■ **Stated exercise**:
Lay out every line of the records below as a Markdown table with the columns Row and Text, numbering the rows and leaving out blank lines.

[Point placement records]

• • • • • • •

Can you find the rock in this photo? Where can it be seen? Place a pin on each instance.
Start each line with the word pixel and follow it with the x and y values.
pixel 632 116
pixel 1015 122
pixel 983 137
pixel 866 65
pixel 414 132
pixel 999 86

• • • • • • •

■ **Exercise solution**:
| Row | Text |
|---|---|
| 1 | Can you find the rock in this photo? Where can it be seen? Place a pin on each instance. |
| 2 | Start each line with the word pixel and follow it with the x and y values. |
| 3 | pixel 632 116 |
| 4 | pixel 1015 122 |
| 5 | pixel 983 137 |
| 6 | pixel 866 65 |
| 7 | pixel 414 132 |
| 8 | pixel 999 86 |